*** Information provided ***
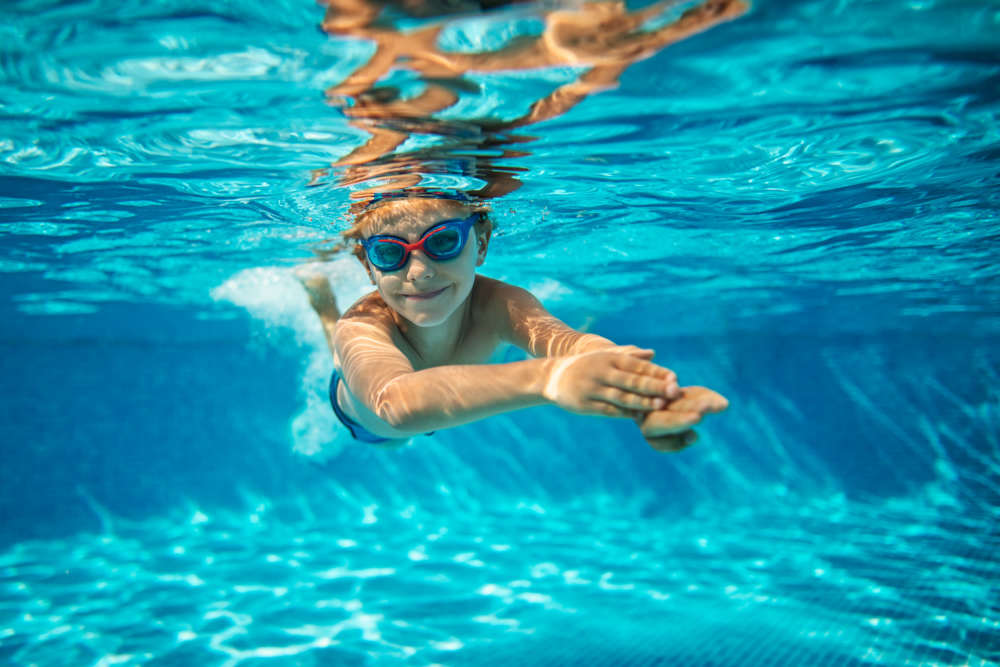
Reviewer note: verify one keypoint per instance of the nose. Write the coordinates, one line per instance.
(419, 267)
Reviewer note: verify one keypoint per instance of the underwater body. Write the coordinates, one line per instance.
(792, 203)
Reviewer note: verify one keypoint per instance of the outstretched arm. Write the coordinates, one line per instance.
(394, 400)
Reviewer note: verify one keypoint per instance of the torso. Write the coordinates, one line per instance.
(481, 336)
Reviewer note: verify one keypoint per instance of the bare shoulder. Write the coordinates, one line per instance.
(490, 293)
(502, 307)
(369, 308)
(369, 315)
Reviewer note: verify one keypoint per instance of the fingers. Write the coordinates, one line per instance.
(668, 422)
(699, 399)
(642, 371)
(634, 351)
(673, 443)
(645, 385)
(629, 400)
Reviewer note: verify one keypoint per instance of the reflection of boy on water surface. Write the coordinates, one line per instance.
(604, 37)
(409, 357)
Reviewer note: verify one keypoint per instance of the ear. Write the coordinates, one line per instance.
(482, 243)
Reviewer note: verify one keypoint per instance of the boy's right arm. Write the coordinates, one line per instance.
(611, 382)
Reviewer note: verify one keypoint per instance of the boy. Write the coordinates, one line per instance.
(409, 357)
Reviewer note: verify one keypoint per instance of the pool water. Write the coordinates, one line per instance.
(797, 208)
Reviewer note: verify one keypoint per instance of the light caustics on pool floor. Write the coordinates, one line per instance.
(904, 581)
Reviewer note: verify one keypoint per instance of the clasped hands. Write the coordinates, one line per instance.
(623, 382)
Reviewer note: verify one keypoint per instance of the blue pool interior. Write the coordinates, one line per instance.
(797, 209)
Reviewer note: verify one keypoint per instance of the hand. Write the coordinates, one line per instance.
(669, 429)
(614, 382)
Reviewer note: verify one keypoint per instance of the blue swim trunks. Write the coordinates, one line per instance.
(358, 431)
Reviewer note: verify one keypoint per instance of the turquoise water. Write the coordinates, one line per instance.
(797, 208)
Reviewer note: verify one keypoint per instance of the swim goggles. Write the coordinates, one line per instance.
(442, 240)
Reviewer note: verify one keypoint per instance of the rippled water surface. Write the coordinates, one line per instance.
(798, 207)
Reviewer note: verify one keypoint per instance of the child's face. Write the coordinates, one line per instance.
(424, 291)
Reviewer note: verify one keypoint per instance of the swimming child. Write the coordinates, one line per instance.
(410, 357)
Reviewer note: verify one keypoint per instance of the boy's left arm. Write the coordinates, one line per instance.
(521, 319)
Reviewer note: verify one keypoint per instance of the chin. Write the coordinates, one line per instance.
(426, 319)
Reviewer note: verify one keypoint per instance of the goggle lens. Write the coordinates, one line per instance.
(442, 243)
(386, 253)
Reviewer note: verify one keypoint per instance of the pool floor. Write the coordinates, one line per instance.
(822, 582)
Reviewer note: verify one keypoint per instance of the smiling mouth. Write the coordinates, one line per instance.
(426, 295)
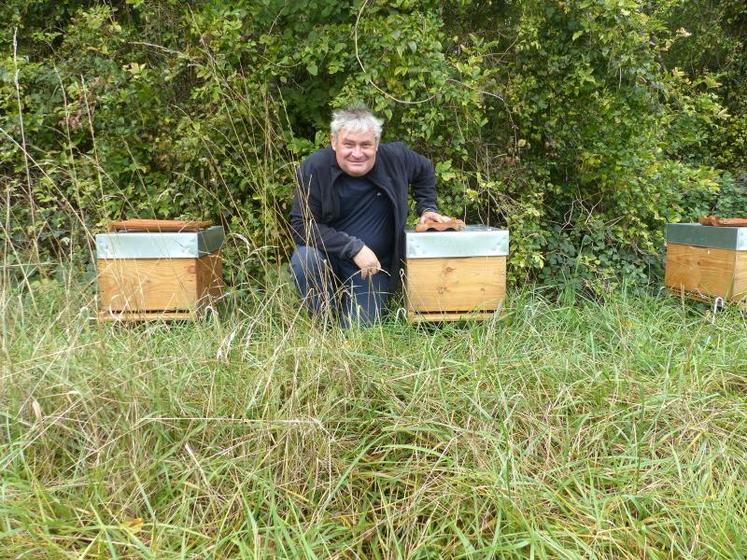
*** End of Information provided ***
Problem requirements: An exact copy is required of the lines from the one holding "Reviewer note: verify one keypoint per instance of the light" to the end of the entries above, both included; no pictures belong in it.

Completed exercise:
Reviewer note: verify one keypoint per instance of the light caustics on pool floor. Write the coordinates, one line per instance.
(904, 581)
Reviewer note: verify one keypoint per instance of the clasped hands. Write the coordinates, one line per instance.
(623, 382)
Reviewer note: verify one keypoint per instance of the blue pool interior. Write the coordinates, one line per instance.
(797, 209)
Reviewer note: verify one keypoint per instance of the hand. Write the coordinates, one line per instance.
(669, 429)
(614, 382)
Reviewer note: verify one keypoint per instance of the blue swim trunks. Write the coordinates, one line per instance.
(358, 431)
Reviewer note: verify one keypoint per instance of the turquoise water. Write the coordinates, one line per instance.
(797, 208)
Reviewer note: verify one keypoint per instance of the swim goggles. Write the coordinates, one line per instance.
(442, 240)
Reviewer note: verify one keypoint per instance of the rippled water surface. Write the coordinates, one line per instance.
(798, 207)
Reviewer note: verify one keypoint per instance of the child's face. Write the coordinates, one line per instance.
(424, 291)
Reviewer note: verify one keypoint per instance of the swimming child. Write the coordinates, one line per instance.
(410, 357)
Reviewer note: verify one keypoint per instance of the boy's left arm. Write the coordinates, one line per instance.
(521, 319)
Reviewer note: verify one keypoint per instance of the chin. Write the coordinates, one line per instance.
(426, 319)
Reviewer note: verify one keypoint per instance of the goggle lens. Write the coordinates, one line per instance.
(442, 243)
(386, 253)
Reviewer note: verify one keypoint per instance of the pool floor. Write the coordinates, one line per instance.
(822, 582)
Reviewer note: verify one keypoint per instance of the smiling mouth. Write the coordinates, one line per instance.
(426, 295)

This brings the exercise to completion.